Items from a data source
•••••

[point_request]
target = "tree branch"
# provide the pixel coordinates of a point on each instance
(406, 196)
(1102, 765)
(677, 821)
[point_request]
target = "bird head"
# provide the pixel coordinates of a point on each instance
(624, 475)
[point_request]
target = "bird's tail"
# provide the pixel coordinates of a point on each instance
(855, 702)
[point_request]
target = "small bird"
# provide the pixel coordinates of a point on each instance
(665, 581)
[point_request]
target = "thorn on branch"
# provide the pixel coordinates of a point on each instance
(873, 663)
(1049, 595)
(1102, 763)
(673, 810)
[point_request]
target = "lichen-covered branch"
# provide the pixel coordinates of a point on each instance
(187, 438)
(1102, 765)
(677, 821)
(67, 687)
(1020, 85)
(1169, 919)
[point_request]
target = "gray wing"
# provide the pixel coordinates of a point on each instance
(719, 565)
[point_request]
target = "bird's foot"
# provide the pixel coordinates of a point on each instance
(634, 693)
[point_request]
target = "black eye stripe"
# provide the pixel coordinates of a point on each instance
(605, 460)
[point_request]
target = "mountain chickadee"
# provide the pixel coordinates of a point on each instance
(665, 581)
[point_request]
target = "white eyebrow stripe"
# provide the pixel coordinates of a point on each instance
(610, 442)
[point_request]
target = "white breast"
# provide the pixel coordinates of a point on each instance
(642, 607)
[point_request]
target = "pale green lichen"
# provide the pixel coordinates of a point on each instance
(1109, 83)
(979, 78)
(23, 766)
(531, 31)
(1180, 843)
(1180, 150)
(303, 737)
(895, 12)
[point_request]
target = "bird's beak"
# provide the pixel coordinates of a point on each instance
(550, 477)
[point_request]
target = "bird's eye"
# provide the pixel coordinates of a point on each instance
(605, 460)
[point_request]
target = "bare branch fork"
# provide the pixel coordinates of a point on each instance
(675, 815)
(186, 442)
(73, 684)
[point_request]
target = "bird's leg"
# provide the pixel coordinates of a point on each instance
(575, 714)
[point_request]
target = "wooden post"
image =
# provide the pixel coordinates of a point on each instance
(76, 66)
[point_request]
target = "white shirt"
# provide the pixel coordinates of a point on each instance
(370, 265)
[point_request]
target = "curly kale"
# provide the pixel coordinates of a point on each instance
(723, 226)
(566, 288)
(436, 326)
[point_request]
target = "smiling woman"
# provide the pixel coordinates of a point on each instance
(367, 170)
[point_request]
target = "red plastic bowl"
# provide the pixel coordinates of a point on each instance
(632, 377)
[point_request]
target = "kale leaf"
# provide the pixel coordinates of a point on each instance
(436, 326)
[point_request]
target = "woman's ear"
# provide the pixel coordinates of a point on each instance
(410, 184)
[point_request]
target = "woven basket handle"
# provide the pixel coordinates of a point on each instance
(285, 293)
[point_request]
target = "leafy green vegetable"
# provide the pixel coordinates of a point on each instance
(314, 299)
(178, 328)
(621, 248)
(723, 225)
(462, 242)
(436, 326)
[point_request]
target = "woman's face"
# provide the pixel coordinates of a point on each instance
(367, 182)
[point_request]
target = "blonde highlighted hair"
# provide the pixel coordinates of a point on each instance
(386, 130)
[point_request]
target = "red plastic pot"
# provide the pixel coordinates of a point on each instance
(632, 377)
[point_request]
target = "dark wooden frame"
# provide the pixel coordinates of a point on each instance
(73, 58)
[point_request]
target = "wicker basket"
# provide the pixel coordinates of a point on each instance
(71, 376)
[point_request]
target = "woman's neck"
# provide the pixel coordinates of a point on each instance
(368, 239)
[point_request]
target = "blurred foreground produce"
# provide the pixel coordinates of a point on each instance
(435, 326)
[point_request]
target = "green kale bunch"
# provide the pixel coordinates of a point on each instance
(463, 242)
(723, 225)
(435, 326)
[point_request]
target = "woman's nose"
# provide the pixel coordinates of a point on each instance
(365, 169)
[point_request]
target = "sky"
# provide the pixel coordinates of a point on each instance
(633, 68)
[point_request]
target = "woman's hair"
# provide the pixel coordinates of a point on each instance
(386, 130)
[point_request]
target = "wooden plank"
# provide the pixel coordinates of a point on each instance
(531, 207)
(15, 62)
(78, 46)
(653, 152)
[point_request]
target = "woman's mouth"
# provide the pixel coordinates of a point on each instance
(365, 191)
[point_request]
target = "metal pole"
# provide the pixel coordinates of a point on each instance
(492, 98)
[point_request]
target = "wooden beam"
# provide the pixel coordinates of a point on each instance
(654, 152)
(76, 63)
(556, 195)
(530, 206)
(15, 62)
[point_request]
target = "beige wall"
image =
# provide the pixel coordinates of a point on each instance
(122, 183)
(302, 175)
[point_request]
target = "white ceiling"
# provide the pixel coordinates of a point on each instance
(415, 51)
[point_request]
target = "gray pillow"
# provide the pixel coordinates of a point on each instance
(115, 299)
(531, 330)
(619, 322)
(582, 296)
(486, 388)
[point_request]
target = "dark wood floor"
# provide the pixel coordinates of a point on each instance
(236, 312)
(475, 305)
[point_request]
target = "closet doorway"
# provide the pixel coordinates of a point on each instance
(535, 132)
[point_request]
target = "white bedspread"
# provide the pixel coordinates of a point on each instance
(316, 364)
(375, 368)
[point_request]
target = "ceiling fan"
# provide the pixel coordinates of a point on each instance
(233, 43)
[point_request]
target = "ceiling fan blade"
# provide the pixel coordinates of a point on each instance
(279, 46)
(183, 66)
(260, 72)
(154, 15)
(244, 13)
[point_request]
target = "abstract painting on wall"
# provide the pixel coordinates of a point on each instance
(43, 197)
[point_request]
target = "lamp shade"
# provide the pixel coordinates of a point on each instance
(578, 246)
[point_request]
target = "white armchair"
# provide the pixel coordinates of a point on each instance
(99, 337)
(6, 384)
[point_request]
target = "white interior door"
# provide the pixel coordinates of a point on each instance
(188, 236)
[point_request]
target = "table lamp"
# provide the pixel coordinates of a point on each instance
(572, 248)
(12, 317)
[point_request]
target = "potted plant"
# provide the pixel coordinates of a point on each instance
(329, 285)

•••••

* PROBLEM REQUIREMENTS
Which lines in the data hold the string "branch"? Copy each of them.

* TASK RESPONSE
target = "tree branch"
target = "thorn on branch"
target = "lichen-covered branch"
target = "bare branch fork"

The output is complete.